What is being asked —
Could you rewrite the material starting at its first line and ending at the line containing "143], [179, 138]]]", keeping the requests, but shift every coordinate in the answers by adding -91 to it?

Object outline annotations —
---

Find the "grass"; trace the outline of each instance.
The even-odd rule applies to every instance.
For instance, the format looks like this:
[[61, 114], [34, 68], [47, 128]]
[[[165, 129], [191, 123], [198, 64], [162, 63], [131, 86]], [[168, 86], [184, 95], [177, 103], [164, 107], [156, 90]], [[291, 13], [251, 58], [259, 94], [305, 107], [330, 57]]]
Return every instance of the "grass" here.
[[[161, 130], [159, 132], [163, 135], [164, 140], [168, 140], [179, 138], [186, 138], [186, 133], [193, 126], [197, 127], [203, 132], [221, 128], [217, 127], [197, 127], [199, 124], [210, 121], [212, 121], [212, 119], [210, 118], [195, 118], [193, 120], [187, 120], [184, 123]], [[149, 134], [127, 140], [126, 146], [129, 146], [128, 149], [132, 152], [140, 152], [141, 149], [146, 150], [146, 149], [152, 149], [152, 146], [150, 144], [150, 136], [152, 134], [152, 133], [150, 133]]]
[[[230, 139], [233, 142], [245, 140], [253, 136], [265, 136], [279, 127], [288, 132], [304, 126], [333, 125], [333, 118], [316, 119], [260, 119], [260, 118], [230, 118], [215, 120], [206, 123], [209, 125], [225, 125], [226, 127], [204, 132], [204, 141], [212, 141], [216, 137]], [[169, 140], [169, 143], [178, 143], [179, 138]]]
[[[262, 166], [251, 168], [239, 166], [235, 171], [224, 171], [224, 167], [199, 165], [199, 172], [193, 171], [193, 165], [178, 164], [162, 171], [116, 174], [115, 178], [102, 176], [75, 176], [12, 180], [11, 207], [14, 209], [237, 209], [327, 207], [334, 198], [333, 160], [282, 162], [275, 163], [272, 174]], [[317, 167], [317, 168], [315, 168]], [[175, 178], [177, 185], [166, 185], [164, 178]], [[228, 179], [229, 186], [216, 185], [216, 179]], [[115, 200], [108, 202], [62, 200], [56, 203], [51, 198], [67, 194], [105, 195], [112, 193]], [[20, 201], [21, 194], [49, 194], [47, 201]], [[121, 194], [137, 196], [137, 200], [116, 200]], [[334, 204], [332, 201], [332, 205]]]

---

Solution to this problem —
Find the "grass"; trace the outline of each instance.
The even-odd rule applies to every instance.
For instance, the format looks like this:
[[61, 114], [34, 68], [47, 128]]
[[[165, 129], [191, 123], [198, 64], [162, 63], [131, 86]], [[168, 86], [184, 95], [177, 103], [164, 107], [156, 90]], [[291, 13], [251, 58], [259, 94], [305, 107], [330, 57]]]
Return every instance of the "grass" here.
[[[70, 39], [68, 41], [72, 44], [73, 49], [77, 49], [88, 47], [95, 47], [95, 42], [102, 35], [106, 36], [112, 41], [130, 37], [126, 36], [106, 36], [108, 33], [119, 30], [121, 30], [121, 28], [119, 27], [104, 27], [102, 29], [96, 29], [93, 32]], [[58, 43], [36, 49], [35, 55], [38, 55], [37, 58], [41, 61], [49, 61], [50, 58], [55, 59], [55, 58], [61, 58], [61, 55], [59, 53], [59, 45], [61, 43], [61, 42], [59, 42]]]
[[[139, 48], [142, 51], [154, 49], [162, 45], [174, 45], [188, 36], [197, 41], [213, 35], [242, 34], [242, 27], [225, 28], [169, 28], [169, 27], [139, 27], [124, 29], [115, 32], [118, 34], [134, 34], [135, 36], [113, 41], [113, 50], [121, 50], [125, 46]], [[78, 49], [78, 52], [87, 52], [88, 47]]]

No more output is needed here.